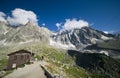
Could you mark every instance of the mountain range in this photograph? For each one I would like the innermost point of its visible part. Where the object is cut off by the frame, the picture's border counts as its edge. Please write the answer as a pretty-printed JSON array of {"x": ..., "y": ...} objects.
[{"x": 88, "y": 47}]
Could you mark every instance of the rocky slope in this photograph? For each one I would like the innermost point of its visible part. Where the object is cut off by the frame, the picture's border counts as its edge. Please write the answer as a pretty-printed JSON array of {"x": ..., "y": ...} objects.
[
  {"x": 100, "y": 65},
  {"x": 81, "y": 37}
]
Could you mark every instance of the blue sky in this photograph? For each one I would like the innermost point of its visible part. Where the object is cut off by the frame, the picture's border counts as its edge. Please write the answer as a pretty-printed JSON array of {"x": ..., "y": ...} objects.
[{"x": 103, "y": 14}]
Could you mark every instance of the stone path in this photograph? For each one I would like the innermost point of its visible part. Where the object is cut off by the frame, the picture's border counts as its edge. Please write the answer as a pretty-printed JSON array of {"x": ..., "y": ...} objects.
[{"x": 29, "y": 71}]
_ _ _ _ _ _ _
» Exercise task:
Copy out every item above, requests and answers alike, multiplying each x and y coordinate in the answers by 2.4 and rounding to the nearest whole number, with halves rounded up. Leave the pictures out.

» Expected output:
Could you mark every instance of the mountain range in this photograph? For each one I would like the innermost point of its visible part. Where the object is cut off by the frame, the picture's border counts as its edge. Please write the answer as a pretty-printed JSON array of {"x": ..., "y": ...} objects.
[{"x": 211, "y": 113}]
Could you mark every instance of the rocky slope in this photograph? For each one I would like the innermost point of its visible part. Where the object is cut off by the frame, the picture's border counts as its edge. Please write the answer as a pretty-printed JSON array of {"x": ..., "y": ...} objects.
[
  {"x": 240, "y": 156},
  {"x": 194, "y": 89}
]
Could you mark every instance of the blue sky in this photograph? For each one I would like the innermost point of its visible part. Where the object is cut off by the frame, the picture's border counts as its edge. Please write the answer as a pretty-printed JSON array of {"x": ..., "y": ...} objects.
[{"x": 247, "y": 34}]
Could you mark every instance of the stone path in this photograph? For each one I would like the innermost point of its visible part. Where the object is cut off by the frame, the picture's border counts as its edge. Please write the answer as a pretty-printed JSON array of {"x": ..., "y": ...} objects.
[{"x": 70, "y": 170}]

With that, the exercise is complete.